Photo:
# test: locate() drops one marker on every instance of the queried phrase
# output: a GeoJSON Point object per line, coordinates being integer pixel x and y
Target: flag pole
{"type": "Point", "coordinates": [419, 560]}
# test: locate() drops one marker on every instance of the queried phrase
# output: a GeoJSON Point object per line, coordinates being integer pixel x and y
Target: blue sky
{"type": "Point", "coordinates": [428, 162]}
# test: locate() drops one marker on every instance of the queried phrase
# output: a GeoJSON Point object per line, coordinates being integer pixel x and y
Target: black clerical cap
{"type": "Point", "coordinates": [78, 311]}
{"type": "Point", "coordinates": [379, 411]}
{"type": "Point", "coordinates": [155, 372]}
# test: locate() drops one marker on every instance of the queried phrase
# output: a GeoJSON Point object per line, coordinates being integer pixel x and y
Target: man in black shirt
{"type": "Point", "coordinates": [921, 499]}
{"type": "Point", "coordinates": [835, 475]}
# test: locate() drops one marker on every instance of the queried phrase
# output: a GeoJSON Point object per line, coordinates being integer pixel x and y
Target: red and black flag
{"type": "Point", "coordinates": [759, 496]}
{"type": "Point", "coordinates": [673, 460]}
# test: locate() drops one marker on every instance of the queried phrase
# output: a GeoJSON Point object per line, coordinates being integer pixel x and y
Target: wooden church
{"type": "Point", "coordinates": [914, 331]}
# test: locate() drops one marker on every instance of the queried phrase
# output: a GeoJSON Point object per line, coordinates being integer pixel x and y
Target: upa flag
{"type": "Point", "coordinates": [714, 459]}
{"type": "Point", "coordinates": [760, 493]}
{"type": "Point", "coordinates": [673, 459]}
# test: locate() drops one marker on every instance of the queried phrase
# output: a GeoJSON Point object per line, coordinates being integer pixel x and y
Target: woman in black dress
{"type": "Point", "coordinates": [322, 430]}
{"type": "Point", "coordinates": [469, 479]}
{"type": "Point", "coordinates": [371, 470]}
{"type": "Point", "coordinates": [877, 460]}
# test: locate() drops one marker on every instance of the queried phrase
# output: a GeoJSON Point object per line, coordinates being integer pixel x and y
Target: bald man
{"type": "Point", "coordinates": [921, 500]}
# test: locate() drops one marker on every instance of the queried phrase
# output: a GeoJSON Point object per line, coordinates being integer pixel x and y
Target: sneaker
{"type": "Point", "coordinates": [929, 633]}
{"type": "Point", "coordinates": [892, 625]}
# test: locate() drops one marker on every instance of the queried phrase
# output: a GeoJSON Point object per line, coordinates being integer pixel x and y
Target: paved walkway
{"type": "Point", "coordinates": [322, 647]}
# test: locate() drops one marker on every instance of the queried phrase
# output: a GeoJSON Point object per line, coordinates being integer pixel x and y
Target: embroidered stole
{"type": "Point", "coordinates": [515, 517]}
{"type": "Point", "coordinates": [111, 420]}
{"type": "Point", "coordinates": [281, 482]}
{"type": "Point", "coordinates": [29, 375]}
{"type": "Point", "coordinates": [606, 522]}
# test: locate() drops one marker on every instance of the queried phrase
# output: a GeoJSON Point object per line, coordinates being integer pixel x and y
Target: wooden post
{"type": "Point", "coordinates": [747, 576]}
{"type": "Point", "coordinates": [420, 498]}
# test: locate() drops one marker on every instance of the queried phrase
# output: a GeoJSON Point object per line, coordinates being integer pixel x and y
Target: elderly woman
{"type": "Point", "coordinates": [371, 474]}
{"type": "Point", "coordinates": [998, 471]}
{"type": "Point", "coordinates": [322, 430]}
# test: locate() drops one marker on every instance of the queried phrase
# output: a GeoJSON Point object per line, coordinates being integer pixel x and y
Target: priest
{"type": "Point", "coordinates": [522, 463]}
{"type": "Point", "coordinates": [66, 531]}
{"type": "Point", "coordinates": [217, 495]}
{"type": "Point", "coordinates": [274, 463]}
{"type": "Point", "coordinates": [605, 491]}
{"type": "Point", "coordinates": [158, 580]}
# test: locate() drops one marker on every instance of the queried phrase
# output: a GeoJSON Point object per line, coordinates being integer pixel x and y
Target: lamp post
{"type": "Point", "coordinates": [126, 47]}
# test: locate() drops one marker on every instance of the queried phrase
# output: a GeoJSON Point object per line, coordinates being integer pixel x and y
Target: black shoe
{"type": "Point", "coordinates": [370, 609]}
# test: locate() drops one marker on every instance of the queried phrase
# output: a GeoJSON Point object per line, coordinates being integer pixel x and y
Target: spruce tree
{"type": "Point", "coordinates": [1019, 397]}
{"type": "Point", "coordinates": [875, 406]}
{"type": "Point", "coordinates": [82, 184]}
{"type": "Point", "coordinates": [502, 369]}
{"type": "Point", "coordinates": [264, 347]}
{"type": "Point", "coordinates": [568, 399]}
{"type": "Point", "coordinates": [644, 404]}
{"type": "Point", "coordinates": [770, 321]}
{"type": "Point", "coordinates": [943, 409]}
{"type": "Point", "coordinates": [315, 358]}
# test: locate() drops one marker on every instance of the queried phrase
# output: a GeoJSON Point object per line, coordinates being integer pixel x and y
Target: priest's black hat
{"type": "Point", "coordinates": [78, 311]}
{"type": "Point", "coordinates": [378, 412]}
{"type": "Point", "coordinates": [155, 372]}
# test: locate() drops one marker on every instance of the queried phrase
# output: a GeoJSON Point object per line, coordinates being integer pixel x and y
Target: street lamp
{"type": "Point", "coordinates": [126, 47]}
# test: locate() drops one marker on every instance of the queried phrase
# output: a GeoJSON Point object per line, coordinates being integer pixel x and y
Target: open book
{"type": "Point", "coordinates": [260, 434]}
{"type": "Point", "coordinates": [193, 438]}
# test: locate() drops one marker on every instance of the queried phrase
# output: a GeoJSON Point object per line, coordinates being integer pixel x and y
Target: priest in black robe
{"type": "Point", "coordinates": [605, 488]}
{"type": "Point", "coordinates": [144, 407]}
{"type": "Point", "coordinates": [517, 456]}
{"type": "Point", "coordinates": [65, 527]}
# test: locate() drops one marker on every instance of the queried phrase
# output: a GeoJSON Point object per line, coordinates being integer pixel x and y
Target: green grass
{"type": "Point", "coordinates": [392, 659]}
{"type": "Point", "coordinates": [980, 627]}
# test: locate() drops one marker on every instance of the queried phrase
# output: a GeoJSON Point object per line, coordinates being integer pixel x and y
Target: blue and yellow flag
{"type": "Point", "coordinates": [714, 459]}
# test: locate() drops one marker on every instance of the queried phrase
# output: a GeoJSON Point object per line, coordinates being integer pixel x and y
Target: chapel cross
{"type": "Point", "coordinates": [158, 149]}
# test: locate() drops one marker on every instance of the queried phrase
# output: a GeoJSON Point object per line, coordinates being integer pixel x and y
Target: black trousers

__Work to do__
Each record above should be repeated exactly as it appears.

__Solution to this task__
Photo:
# test: locate() drops one marker on every instance of the queried phrase
# output: a GeoJSON Point object per line, coordinates being integer pixel x and y
Target: flag pole
{"type": "Point", "coordinates": [419, 560]}
# test: locate() drops one marker on every instance of the queried phrase
# output: a GeoJSON Point object per line, coordinates being integer pixel x and y
Target: blue sky
{"type": "Point", "coordinates": [428, 162]}
# test: locate() drops one marker on every instance of the queried phrase
# output: a GeoJSON Point object per line, coordinates being integer pixel x and y
Target: black clerical cap
{"type": "Point", "coordinates": [78, 311]}
{"type": "Point", "coordinates": [379, 411]}
{"type": "Point", "coordinates": [155, 372]}
# test: locate() drops one marker on every instance of the queried phrase
# output: a GeoJSON Point object per line, coordinates being integer pixel x and y
Target: man in black shirt
{"type": "Point", "coordinates": [921, 499]}
{"type": "Point", "coordinates": [835, 475]}
# test: locate() drops one marker on every instance of the queried phrase
# output: a GeoJSON Point object per line, coordinates being integer pixel x and y
Target: red and black flag
{"type": "Point", "coordinates": [759, 496]}
{"type": "Point", "coordinates": [673, 460]}
# test: locate() drops one marker on every instance of the queried phrase
# output: a GeoJSON Point object per line, coordinates being integer pixel x and y
Target: wooden church
{"type": "Point", "coordinates": [914, 331]}
# test: locate() drops one marker on every instance of the queried phrase
# output: a GeoJSON Point object per line, coordinates being integer pixel x and y
Target: upa flag
{"type": "Point", "coordinates": [714, 459]}
{"type": "Point", "coordinates": [760, 493]}
{"type": "Point", "coordinates": [673, 459]}
# test: locate() drops one marker on every instance of the queried phrase
# output: a GeoJSON Point object per line, coordinates being integer pixel x and y
Target: woman in black dress
{"type": "Point", "coordinates": [322, 430]}
{"type": "Point", "coordinates": [469, 479]}
{"type": "Point", "coordinates": [371, 470]}
{"type": "Point", "coordinates": [877, 460]}
# test: locate() drops one marker on every instance of the queried phrase
# output: a GeoJSON Point object per line, coordinates being integer pixel x and y
Target: bald man
{"type": "Point", "coordinates": [921, 500]}
# test: locate() drops one marker on every instance of the queried phrase
# output: a GeoJSON Point object per line, coordinates being integer pixel x and y
Target: sneaker
{"type": "Point", "coordinates": [929, 633]}
{"type": "Point", "coordinates": [892, 625]}
# test: locate() drops one marker on every instance of the queried phrase
# output: a GeoJSON Point object per line, coordinates being integer pixel x and y
Target: paved walkway
{"type": "Point", "coordinates": [322, 647]}
# test: locate() drops one marker on every instance of the queried phrase
# output: a GeoJSON Point object per line, coordinates being integer pixel x and y
Target: embroidered stole
{"type": "Point", "coordinates": [515, 517]}
{"type": "Point", "coordinates": [111, 420]}
{"type": "Point", "coordinates": [281, 482]}
{"type": "Point", "coordinates": [29, 375]}
{"type": "Point", "coordinates": [606, 522]}
# test: locate() drops one marker on every instance of the queried phrase
# output: a GeoJSON Point object per line, coordinates being integer pixel x and y
Target: wooden post
{"type": "Point", "coordinates": [747, 576]}
{"type": "Point", "coordinates": [420, 498]}
# test: locate() drops one marker on every instance of the queried phrase
# output: a GeoJSON Point object per line, coordinates being integer pixel x and y
Target: elderly woman
{"type": "Point", "coordinates": [371, 474]}
{"type": "Point", "coordinates": [998, 471]}
{"type": "Point", "coordinates": [322, 430]}
# test: locate() drops one marker on every instance of the queried phrase
# output: a GeoJSON Point object per line, coordinates being integer pixel x and y
Target: priest
{"type": "Point", "coordinates": [522, 463]}
{"type": "Point", "coordinates": [66, 531]}
{"type": "Point", "coordinates": [217, 495]}
{"type": "Point", "coordinates": [274, 463]}
{"type": "Point", "coordinates": [605, 491]}
{"type": "Point", "coordinates": [158, 580]}
# test: locate() drops one marker on every instance of the queried phrase
# output: a GeoJSON Point object per line, coordinates being integer pixel x and y
Target: lamp post
{"type": "Point", "coordinates": [126, 47]}
# test: locate() drops one marker on every instance of the queried phrase
# output: a GeoJSON Point object per line, coordinates being integer pixel x and y
Target: black shoe
{"type": "Point", "coordinates": [370, 609]}
# test: locate() drops one marker on every instance of the queried phrase
# output: a GeoJSON Point object per line, coordinates being integer pixel x and y
Target: spruce tree
{"type": "Point", "coordinates": [1019, 397]}
{"type": "Point", "coordinates": [875, 406]}
{"type": "Point", "coordinates": [82, 184]}
{"type": "Point", "coordinates": [502, 369]}
{"type": "Point", "coordinates": [264, 347]}
{"type": "Point", "coordinates": [568, 399]}
{"type": "Point", "coordinates": [644, 404]}
{"type": "Point", "coordinates": [770, 321]}
{"type": "Point", "coordinates": [943, 409]}
{"type": "Point", "coordinates": [315, 358]}
# test: locate() drops one marker on every instance of the queried phrase
# output: a GeoJSON Point object per line, coordinates being integer pixel x and y
Target: priest's black hat
{"type": "Point", "coordinates": [78, 311]}
{"type": "Point", "coordinates": [378, 412]}
{"type": "Point", "coordinates": [155, 372]}
# test: locate() drops one marker on every instance of the queried phrase
# output: a GeoJSON Point object per line, coordinates being integer pixel x and y
Target: street lamp
{"type": "Point", "coordinates": [126, 47]}
# test: locate() drops one marker on every instance of the queried phrase
# output: a GeoJSON Point object per line, coordinates being integer pixel x and y
Target: open book
{"type": "Point", "coordinates": [260, 434]}
{"type": "Point", "coordinates": [193, 438]}
# test: locate() drops one marker on every instance of the queried phrase
# output: a GeoJSON Point object per line, coordinates being integer pixel x and y
Target: priest in black robe
{"type": "Point", "coordinates": [605, 488]}
{"type": "Point", "coordinates": [144, 407]}
{"type": "Point", "coordinates": [517, 456]}
{"type": "Point", "coordinates": [65, 527]}
# test: locate() drops one marker on every instance of the queried phrase
# output: a GeoJSON Point object per line, coordinates being integer pixel x and y
Target: green grass
{"type": "Point", "coordinates": [392, 659]}
{"type": "Point", "coordinates": [980, 627]}
# test: locate() drops one marker on every instance of the queried phrase
# output: a GeoJSON Point object per line, coordinates being integer pixel x and y
Target: blue and yellow flag
{"type": "Point", "coordinates": [714, 459]}
# test: locate() drops one marker on every instance of the queried phrase
# output: a GeoJSON Point object per line, coordinates being integer pixel x and y
Target: chapel cross
{"type": "Point", "coordinates": [158, 149]}
# test: locate() drops one marker on every instance of the queried phrase
# output: a GeoJSON Point object per line, coordinates being integer pixel x and y
Target: black trousers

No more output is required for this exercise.